> Problem requirements
Exactly as they appear, output all of the entries.

> Entries provided
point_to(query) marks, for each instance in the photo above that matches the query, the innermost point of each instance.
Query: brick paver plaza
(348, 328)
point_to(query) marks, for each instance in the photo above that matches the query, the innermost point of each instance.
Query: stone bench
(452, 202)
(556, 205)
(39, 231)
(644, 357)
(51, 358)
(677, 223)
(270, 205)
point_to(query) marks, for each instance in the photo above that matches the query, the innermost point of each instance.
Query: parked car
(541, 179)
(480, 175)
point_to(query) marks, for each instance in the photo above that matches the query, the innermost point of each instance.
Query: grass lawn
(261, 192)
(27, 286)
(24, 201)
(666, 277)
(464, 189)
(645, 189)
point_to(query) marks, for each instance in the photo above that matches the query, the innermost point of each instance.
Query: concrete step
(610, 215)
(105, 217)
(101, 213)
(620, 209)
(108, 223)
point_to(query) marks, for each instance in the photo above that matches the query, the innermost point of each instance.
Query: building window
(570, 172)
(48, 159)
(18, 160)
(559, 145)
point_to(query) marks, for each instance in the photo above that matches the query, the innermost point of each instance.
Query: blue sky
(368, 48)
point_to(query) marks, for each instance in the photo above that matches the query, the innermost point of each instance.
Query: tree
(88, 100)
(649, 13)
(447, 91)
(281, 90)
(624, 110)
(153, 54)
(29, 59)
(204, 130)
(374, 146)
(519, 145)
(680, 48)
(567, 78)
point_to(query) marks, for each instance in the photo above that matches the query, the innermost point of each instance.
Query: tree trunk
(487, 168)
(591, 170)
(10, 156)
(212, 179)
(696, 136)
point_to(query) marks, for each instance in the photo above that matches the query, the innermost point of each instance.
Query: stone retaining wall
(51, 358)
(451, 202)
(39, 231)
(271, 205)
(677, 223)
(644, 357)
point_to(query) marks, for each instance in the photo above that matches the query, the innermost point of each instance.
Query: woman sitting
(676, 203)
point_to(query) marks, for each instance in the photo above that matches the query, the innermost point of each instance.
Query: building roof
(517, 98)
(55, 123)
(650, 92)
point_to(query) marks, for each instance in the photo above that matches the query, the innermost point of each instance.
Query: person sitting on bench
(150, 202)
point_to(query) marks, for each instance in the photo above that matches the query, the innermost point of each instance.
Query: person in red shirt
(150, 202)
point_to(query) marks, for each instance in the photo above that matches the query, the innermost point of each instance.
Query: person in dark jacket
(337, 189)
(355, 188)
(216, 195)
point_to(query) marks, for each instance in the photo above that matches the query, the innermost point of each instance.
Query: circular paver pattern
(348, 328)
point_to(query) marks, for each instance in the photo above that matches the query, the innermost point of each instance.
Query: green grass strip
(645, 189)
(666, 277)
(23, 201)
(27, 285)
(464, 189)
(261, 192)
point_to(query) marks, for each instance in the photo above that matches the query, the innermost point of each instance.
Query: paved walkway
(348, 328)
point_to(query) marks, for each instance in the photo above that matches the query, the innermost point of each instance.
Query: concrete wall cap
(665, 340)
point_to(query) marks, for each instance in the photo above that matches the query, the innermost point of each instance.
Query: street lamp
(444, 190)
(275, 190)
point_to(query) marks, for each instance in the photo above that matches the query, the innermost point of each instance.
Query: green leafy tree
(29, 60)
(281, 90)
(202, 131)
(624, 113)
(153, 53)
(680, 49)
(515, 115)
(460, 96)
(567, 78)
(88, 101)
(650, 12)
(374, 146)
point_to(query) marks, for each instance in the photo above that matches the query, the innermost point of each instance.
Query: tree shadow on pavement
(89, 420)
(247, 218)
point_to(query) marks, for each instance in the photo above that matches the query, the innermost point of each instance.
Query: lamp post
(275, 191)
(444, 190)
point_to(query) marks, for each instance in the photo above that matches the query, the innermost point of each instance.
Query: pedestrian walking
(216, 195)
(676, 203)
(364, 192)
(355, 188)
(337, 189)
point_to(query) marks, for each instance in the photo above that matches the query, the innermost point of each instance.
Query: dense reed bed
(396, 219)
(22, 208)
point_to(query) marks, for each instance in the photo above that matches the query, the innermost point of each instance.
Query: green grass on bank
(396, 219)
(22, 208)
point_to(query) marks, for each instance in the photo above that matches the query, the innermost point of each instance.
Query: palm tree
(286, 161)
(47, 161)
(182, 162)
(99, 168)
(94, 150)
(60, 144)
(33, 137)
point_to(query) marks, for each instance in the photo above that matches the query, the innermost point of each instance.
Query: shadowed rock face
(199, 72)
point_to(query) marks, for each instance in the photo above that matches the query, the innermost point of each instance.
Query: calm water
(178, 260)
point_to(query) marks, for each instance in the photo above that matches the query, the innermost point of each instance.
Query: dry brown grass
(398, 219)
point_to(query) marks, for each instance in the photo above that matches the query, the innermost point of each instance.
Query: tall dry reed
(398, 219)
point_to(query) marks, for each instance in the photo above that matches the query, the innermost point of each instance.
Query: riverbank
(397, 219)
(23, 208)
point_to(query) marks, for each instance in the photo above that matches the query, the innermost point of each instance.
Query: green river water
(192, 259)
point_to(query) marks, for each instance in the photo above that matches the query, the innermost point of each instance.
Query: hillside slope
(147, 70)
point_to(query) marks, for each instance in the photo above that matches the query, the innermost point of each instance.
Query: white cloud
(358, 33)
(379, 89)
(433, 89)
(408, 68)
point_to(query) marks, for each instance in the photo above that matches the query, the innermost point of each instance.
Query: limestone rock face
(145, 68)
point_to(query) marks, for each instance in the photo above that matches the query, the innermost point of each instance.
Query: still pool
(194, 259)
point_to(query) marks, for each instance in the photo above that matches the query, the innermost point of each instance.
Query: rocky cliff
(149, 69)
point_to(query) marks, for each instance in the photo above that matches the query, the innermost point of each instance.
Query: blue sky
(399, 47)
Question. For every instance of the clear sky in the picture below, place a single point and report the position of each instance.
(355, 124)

> Problem solution
point_to(query) marks, for each instance in the photo above that matches the query, the innermost point of each instance.
Query: brick paver plaza
(348, 328)
point_to(query) marks, for each instance in the photo above that matches the query, the innermost point of each instance.
Query: stone bench
(452, 202)
(556, 205)
(39, 231)
(644, 357)
(51, 358)
(677, 223)
(270, 205)
point_to(query) marks, for each instance in the photo above that matches the query, the innermost point of each instance.
Query: parked car
(541, 179)
(480, 175)
point_to(query) marks, for each instance in the photo above that matches the query, the innermost point of each instance.
Query: grass lawn
(261, 192)
(27, 286)
(24, 201)
(666, 277)
(464, 189)
(645, 189)
point_to(query) marks, for each instance in the photo above that matches the query, the innermost point of each instance.
Query: concrete step
(610, 215)
(105, 217)
(101, 213)
(620, 209)
(108, 223)
point_to(query) marks, for each instance in the photo above that matches the query, the innermost point of each instance.
Query: building window
(570, 172)
(48, 159)
(18, 160)
(559, 145)
point_to(query) marks, for each instance in the photo above that matches the query, the innermost point of each instance.
Query: blue sky
(368, 48)
point_to(query) marks, for each instance in the photo above that matches the query, the innermost point of each instance.
Query: tree
(88, 100)
(649, 13)
(447, 91)
(281, 90)
(624, 110)
(153, 54)
(29, 59)
(204, 130)
(374, 146)
(519, 145)
(680, 48)
(567, 78)
point_to(query) marks, for each instance in the photo above that matches the query, the innermost point of each instance.
Query: tree trunk
(487, 168)
(591, 170)
(10, 156)
(212, 179)
(696, 136)
point_to(query) marks, for each instance in the photo above that matches the query, the innermost point of each instance.
Query: stone retaining wall
(51, 358)
(451, 202)
(39, 231)
(271, 205)
(677, 223)
(644, 357)
point_to(query) marks, for each instance in the photo above that matches the query, the innermost point of each instance.
Query: woman sitting
(676, 203)
point_to(query) marks, for each instance in the photo above that matches the query, the innermost point of each instance.
Query: building roof
(517, 98)
(55, 123)
(650, 92)
point_to(query) marks, for each instance in the photo above that matches the query, the innermost point of each instance.
Query: person sitting on bench
(150, 202)
point_to(query) marks, for each instance in the photo above that matches the query, the innermost point of each instance.
Query: person in red shirt
(150, 202)
point_to(query) marks, for each instance in the photo above that matches the query, the innermost point of each instance.
Query: person in dark jacket
(337, 189)
(355, 188)
(216, 195)
point_to(query) marks, for each instance in the photo above that matches the query, the innermost point of each instance.
Query: circular paver pattern
(348, 328)
point_to(query) marks, for each instance in the photo above that matches the query, the innermost point of each instance.
Query: green grass strip
(645, 189)
(666, 277)
(23, 201)
(27, 285)
(464, 189)
(261, 192)
point_to(query) marks, for each instance in the photo above that matches the query, the innermost point of each instance.
Query: paved walkway
(348, 328)
point_to(query) marks, for each instance in the photo above that matches the query, the innermost point of each instance.
Query: concrete wall cap
(665, 340)
point_to(query) marks, for each instance in the photo above that matches the query, the innermost point of each instance.
Query: street lamp
(444, 190)
(275, 190)
point_to(query) marks, for each instance in the photo above that matches the query, the innermost point of each instance.
Query: green leafy tree
(29, 60)
(281, 90)
(202, 131)
(624, 113)
(153, 53)
(680, 49)
(515, 115)
(460, 96)
(567, 78)
(88, 101)
(650, 12)
(374, 146)
point_to(query) marks, for each instance in the photo above that matches the query, the innermost point of each instance.
Query: tree shadow on pavement
(89, 420)
(247, 218)
point_to(query) marks, for each instance in the photo above that matches the query, the innermost point of each instance.
Query: lamp post
(275, 191)
(444, 190)
point_to(query) marks, for each instance in the photo above that matches the query, the innermost point of each instance.
Query: pedestrian walking
(216, 195)
(676, 203)
(364, 192)
(355, 188)
(337, 189)
point_to(query) marks, for each instance in the photo above that matches the query, the innermost point of each instance.
Query: dense reed bed
(396, 219)
(22, 208)
point_to(query) marks, for each instance in the photo above that matches the query, the innermost point of each instance.
Query: green grass on bank
(396, 219)
(22, 208)
point_to(query) marks, for each instance in the photo above that matches the query, the innermost point of each instance.
Query: palm tree
(286, 161)
(47, 161)
(182, 162)
(99, 168)
(94, 150)
(60, 144)
(33, 137)
point_to(query) marks, for each instance in the photo above that matches the query, the innermost point of each instance.
Query: shadowed rock face
(199, 72)
point_to(query) marks, for each instance in the photo above that matches the query, the innermost point of each instance.
Query: calm water
(178, 260)
point_to(query) marks, for each instance in the photo above that matches the query, the innermost point of each instance.
Query: dry brown grass
(398, 219)
point_to(query) marks, for each instance in the photo above that matches the query, the innermost point of each instance.
Query: tall dry reed
(398, 219)
point_to(query) marks, for each instance in the photo above that matches the query, the innermost point of each instance.
Query: riverbank
(397, 219)
(23, 208)
point_to(query) marks, for each instance in the photo above that matches the query, the innermost point of each instance.
Query: green river water
(192, 259)
point_to(query) marks, for each instance in the photo above that matches the query, the innermost point of each instance.
Query: hillside slope
(147, 70)
point_to(query) marks, for each instance in the photo above that matches the query, the innermost point of each instance.
Query: white cloud
(358, 33)
(379, 89)
(433, 89)
(408, 68)
point_to(query) marks, for each instance in the photo above that matches the query, the innermost point of each instance.
Query: limestone rock face
(145, 68)
point_to(query) marks, for each instance in the photo above that matches the query, the innermost point of each instance.
Query: still pool
(194, 259)
point_to(query) marks, for each instance in the photo above that matches the query, the innermost point of each instance.
Query: rocky cliff
(149, 69)
point_to(query) marks, for each instance in the photo above that matches the query, the innermost point of each instance.
Query: blue sky
(399, 47)
Question. For every instance of the clear sky in the picture below, place a single point and report the position of each instance.
(355, 124)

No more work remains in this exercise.